(Data listing Opens)

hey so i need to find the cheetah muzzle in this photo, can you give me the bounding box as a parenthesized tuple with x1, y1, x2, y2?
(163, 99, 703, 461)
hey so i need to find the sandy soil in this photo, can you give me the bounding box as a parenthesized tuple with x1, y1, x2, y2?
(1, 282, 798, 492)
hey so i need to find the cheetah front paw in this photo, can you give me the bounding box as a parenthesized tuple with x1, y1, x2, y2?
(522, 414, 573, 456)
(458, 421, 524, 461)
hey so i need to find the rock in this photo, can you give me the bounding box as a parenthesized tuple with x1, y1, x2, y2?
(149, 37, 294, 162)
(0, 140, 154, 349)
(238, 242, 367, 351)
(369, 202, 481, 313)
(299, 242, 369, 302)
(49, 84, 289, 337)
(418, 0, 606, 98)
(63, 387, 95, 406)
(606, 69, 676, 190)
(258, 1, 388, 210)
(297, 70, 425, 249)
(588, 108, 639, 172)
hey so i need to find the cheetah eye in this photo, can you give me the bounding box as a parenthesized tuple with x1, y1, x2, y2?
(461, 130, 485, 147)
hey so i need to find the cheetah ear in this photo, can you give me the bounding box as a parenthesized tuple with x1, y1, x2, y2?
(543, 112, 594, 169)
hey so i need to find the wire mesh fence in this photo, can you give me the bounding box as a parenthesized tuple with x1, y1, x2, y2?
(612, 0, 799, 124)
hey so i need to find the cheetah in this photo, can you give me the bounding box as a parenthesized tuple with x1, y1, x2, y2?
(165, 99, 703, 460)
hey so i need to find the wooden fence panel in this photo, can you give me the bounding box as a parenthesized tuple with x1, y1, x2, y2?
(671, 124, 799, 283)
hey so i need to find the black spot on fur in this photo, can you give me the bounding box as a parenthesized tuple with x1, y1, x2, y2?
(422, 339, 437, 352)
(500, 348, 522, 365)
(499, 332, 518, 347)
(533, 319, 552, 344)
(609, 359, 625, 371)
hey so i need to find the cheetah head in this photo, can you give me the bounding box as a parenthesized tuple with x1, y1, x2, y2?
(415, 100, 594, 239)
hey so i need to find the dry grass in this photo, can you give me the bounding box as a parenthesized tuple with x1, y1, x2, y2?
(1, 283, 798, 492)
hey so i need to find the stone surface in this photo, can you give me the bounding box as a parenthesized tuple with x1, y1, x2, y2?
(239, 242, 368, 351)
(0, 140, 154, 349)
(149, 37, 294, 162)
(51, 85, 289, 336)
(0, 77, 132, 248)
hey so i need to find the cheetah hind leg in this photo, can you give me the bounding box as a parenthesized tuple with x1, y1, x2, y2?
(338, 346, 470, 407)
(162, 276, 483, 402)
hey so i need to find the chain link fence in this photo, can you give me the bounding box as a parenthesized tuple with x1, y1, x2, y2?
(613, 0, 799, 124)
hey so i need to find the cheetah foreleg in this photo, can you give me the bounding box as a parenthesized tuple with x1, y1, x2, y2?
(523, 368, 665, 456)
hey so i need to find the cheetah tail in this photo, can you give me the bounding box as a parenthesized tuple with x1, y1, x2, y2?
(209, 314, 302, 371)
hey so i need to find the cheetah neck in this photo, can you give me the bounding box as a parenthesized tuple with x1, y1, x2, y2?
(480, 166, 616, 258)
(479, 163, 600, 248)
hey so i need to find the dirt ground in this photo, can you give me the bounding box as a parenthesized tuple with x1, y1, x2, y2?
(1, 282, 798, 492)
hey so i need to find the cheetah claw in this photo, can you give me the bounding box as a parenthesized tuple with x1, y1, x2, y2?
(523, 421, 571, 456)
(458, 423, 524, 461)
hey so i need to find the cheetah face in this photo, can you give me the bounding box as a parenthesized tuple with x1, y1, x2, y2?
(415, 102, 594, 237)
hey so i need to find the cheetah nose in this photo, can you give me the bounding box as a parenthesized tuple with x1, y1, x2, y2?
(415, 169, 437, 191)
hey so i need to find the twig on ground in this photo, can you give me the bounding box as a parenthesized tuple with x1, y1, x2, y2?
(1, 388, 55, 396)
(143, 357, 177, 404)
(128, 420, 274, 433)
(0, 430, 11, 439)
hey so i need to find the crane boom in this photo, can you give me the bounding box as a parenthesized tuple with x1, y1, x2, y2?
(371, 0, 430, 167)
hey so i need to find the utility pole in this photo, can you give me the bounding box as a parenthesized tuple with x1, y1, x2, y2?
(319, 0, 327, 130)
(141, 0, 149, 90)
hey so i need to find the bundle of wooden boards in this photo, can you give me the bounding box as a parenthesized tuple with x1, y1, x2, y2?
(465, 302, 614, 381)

(Data listing Closes)

The entries above, copied exactly, form the whole answer.

hey so i need to find the cheetah muzzle in this photo, can you give me the bounding box as a parenthesized tuple with x1, y1, x2, y2?
(163, 99, 703, 461)
hey so i need to find the sandy soil in this photo, can you give me the bounding box as a parenthesized tuple with x1, y1, x2, y2?
(1, 282, 798, 492)
hey so i need to find the cheetah front paw in this photo, can you give me the bounding box as a parenthesized tuple with x1, y1, x2, y2?
(522, 414, 573, 456)
(458, 421, 524, 461)
hey so i need to find the rock in this photo, can you give me the bounding box as a parenthesized tuple with x1, y1, x2, y2?
(149, 37, 294, 162)
(0, 140, 154, 349)
(238, 242, 367, 351)
(369, 202, 481, 313)
(299, 242, 369, 302)
(49, 84, 289, 337)
(418, 0, 606, 98)
(63, 387, 95, 406)
(606, 69, 676, 190)
(258, 1, 388, 210)
(297, 70, 425, 249)
(588, 108, 639, 172)
hey so i need to find the cheetah eye in this photo, can you give me the bounding box as a parenthesized tuple with x1, y1, x2, y2?
(461, 130, 485, 147)
hey so i need to find the cheetah ear in this photo, can you give me the bounding box as a parenthesized tuple with x1, y1, x2, y2?
(543, 112, 594, 169)
hey so i need to find the wire mesh fence in this photo, can you give me the bounding box as a parenthesized tuple with x1, y1, x2, y2?
(612, 0, 799, 124)
hey so i need to find the cheetah in this photo, can you give me the bounding box as a parenthesized tuple with x1, y1, x2, y2?
(165, 99, 703, 460)
hey so i need to find the wooden fence panel in this photo, can you give me the bounding box as a parenthesized tuple with x1, y1, x2, y2?
(671, 124, 799, 283)
hey so i need to find the black spot on fur in this photo, can you give me the bounding box as a parenthesized tuple with x1, y1, x2, y2?
(422, 339, 437, 352)
(500, 348, 522, 365)
(499, 332, 518, 347)
(533, 319, 552, 344)
(609, 359, 625, 371)
hey so i need to find the cheetah head in this photo, can you give me the bounding box as a parenthesized tuple with x1, y1, x2, y2?
(415, 100, 594, 239)
hey so i need to find the dry grass in this photo, can you give me the bounding box as a parenthesized tuple with x1, y1, x2, y2?
(1, 283, 798, 492)
hey so i need to find the stone surface in this photo, can you give me the bounding box as a parenthesized tuple with x1, y1, x2, y2?
(239, 242, 368, 351)
(0, 140, 154, 349)
(149, 37, 294, 162)
(51, 85, 289, 336)
(0, 77, 132, 248)
hey so i need to find the cheetah hind leg in this photo, can you give me the bounding box as a parenthesized tuple with x1, y1, x2, y2?
(338, 346, 470, 407)
(162, 276, 483, 402)
hey so i need to find the chain link fence in this photo, can you give me the bounding box as a parenthesized tuple with x1, y1, x2, y2?
(613, 0, 799, 124)
hey so i need to find the cheetah foreleg in this photo, can you give me the bounding box as a parenthesized tuple with x1, y1, x2, y2?
(523, 368, 665, 456)
hey so i need to find the cheetah tail in this photo, can you give me the bounding box as a parenthesized tuple with x1, y1, x2, y2?
(209, 314, 302, 371)
hey so i need to find the cheetah neck in this photo, can you give me the bounding box as a parenthesized tuple with x1, y1, x2, y2?
(480, 166, 616, 258)
(479, 163, 600, 248)
hey so i need to find the dirt ground in this photo, can you give me the bounding box as a parenthesized tuple with x1, y1, x2, y2?
(1, 282, 798, 492)
hey so i need to find the cheetah claw in this photo, can you give me the bounding box as a parenthesized tuple with x1, y1, x2, y2?
(523, 421, 571, 456)
(458, 423, 524, 461)
hey so i need to find the cheetah face in this photo, can you give me the bounding box as a parenthesized tuple with x1, y1, x2, y2?
(415, 102, 594, 237)
hey so i need to find the cheetah nose in this photo, can you give me the bounding box as a parenthesized tuple with x1, y1, x2, y2?
(415, 169, 437, 191)
hey so i need to find the twig on ground in this photo, can you give me the bounding box as a parenthesized tuple with x1, y1, x2, y2?
(1, 388, 55, 396)
(143, 357, 177, 404)
(128, 420, 274, 433)
(0, 430, 11, 439)
hey so i need to find the crane boom in this photo, can you give me the bounding box as a parenthesized tuple with x1, y1, x2, y2?
(371, 0, 430, 167)
hey so i need to find the utility pole in this photo, can you give me the bounding box as a parenthesized tuple with x1, y1, x2, y2?
(319, 0, 327, 130)
(141, 0, 149, 90)
hey so i need to find the bundle of wooden boards in this photo, can you give me the bounding box as a parenthesized tuple with x1, y1, x2, y2?
(465, 302, 614, 381)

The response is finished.